▶ [Task item]
Repeat back the listing below, word for word and in full.

▶ [Extracted material]
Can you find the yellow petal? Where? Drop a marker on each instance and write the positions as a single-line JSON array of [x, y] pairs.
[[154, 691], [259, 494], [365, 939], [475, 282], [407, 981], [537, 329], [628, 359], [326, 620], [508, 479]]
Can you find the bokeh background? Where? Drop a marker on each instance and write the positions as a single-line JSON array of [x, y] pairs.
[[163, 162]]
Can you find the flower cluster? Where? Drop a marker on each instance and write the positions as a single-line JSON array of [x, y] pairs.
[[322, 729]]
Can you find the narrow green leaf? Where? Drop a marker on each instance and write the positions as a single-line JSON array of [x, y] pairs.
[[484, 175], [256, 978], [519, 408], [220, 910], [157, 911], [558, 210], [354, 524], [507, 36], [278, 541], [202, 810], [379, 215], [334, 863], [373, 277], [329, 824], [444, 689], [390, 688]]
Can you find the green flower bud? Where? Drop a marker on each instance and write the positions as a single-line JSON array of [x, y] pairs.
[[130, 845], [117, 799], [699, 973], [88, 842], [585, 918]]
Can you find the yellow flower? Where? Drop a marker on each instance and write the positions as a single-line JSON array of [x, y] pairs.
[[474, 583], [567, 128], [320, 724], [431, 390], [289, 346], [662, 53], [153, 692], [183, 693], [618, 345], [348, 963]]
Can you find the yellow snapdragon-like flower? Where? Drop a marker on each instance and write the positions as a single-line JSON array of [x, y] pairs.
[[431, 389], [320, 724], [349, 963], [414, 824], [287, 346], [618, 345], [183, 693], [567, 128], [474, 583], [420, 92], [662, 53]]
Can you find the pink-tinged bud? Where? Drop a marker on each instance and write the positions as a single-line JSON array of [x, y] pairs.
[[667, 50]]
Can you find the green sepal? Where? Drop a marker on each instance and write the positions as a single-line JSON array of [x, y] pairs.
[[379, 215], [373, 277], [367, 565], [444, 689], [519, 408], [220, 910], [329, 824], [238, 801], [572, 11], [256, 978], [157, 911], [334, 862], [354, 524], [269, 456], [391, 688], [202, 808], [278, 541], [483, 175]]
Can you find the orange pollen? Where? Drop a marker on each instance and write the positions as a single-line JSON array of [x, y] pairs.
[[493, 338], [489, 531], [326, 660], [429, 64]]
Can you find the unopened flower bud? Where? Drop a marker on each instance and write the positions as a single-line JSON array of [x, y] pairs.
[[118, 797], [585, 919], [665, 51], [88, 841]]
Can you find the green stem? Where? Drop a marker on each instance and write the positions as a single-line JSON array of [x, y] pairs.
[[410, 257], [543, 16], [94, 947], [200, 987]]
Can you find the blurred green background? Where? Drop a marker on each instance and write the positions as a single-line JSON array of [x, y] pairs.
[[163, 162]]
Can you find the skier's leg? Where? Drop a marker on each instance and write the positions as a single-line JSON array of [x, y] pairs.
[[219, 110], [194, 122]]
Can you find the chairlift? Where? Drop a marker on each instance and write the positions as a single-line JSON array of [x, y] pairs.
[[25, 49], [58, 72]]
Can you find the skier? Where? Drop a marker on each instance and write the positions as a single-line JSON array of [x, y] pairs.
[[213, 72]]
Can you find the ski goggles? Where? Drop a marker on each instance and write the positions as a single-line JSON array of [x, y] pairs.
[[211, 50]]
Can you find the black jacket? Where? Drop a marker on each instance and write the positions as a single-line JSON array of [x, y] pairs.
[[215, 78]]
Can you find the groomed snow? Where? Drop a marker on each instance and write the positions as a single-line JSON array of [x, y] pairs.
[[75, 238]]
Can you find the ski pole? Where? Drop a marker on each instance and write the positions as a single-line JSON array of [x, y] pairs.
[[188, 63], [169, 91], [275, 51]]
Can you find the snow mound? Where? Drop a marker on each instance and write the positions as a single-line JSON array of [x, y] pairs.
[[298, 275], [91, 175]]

▶ [Task response]
Can you find the yellow petal? Where? Drop a marker on each instance and write the positions as a single-line JSON array of [x, y] pairs.
[[154, 691], [259, 494], [365, 939], [475, 282], [407, 981], [537, 329], [628, 359], [326, 620], [508, 479]]
Can you find the bokeh background? Where? Drop a marker on each instance and write the positions as a single-line JSON array of [x, y] pairs.
[[163, 162]]
Can you find the flower cluster? Where? Drop a marker on each instance and write the positions as a single-line JSON array of [x, y] pairs.
[[322, 729]]
Can you find the narrow green leaf? Where? Drop a marker on each instance and write the positions as a single-line JSON array of [x, y] pairs.
[[484, 175], [256, 978], [519, 408], [220, 910], [157, 911], [558, 210], [354, 524], [507, 36], [278, 541], [202, 810], [379, 215], [334, 863], [373, 277], [329, 824], [444, 689], [390, 688]]
Can you find the green flower bud? Where? Drop a marker on each instance and write the positions as a single-line JSON array of [x, y] pairs.
[[130, 845], [117, 799], [699, 973], [88, 842], [585, 918]]
Can you find the yellow flower? Where? Drop a marker on each instance and write the positions as a single-line JSON array of [x, y] pairs.
[[474, 583], [567, 128], [320, 724], [431, 390], [289, 346], [662, 53], [153, 692], [183, 693], [618, 345], [348, 963]]
Can you find the yellow snapdragon-like flower? Where? Drop a marker on each instance and write the positions as a single-line JSON array of [x, y] pairs.
[[431, 389], [320, 724], [349, 963], [414, 824], [287, 346], [618, 345], [183, 693], [567, 128], [474, 583], [420, 92], [662, 53]]
Can you find the pink-tinged bud? Where? Drop a marker on each instance and write the positions as a single-line JSON array of [x, y] pairs.
[[667, 50]]
Can you find the green sepal? Where? Drop a marker on each instance and write the positions as a single-line JSON array of [x, y] pairs.
[[379, 215], [373, 277], [367, 565], [444, 689], [519, 408], [220, 910], [329, 824], [238, 801], [572, 11], [256, 978], [157, 911], [334, 862], [354, 524], [269, 456], [391, 688], [202, 808], [278, 541], [483, 175]]
Can you find the orange pollen? Where? Drop a marker on each instance and write the positions as a single-line JSON array of [x, y] pairs.
[[493, 338], [489, 531], [326, 660], [429, 64]]
Can you find the unopened flower bud? Where? Drop a marker on each instance and write the positions as a single-line JSON array of [x, y] pairs.
[[118, 797], [585, 919], [665, 51], [88, 841]]
Can you find the green stem? Where? Drop a marker on each instance and write the positions as a single-line JSON array of [x, y] pairs.
[[410, 257], [543, 16], [94, 947], [200, 987]]
Can you find the blurred green background? Where? Drop a marker on each instance and write the positions as a single-line JSON array of [x, y] pairs.
[[163, 162]]
Can you find the skier's leg? Where? Drop a marker on each instance and write the positions as a single-line JSON array of [x, y] pairs.
[[219, 110], [194, 122]]
Can you find the chairlift? Where? Drop a marker on each instance and write the positions as a single-line JSON array of [x, y] pairs.
[[25, 49], [58, 72]]
Can you find the skier? Where? Drop a marker on each instance and write the positions as a single-line JSON array of [x, y] pairs.
[[213, 72]]
Can you find the ski goggles? Where? Drop a marker on each instance and write the positions as a single-line JSON array of [x, y] pairs.
[[211, 50]]
Can you find the black jacket? Where? Drop a marker on each instance and write the positions as a single-line JSON array of [x, y] pairs.
[[215, 78]]
Can you find the groomed snow? Where? Drop a marker on each instance and write the positions as a single-line JSON array of [x, y] pairs.
[[75, 238]]
Can you find the ski pole? Where? Drop a marker on each instance and write the positions as a single-line JSON array of [x, y] pairs.
[[188, 63], [169, 91], [275, 51]]
Can you find the snow mound? Where? Drop a marker on each instance and write the positions as a single-line JSON array of [x, y] pairs.
[[298, 275], [91, 175]]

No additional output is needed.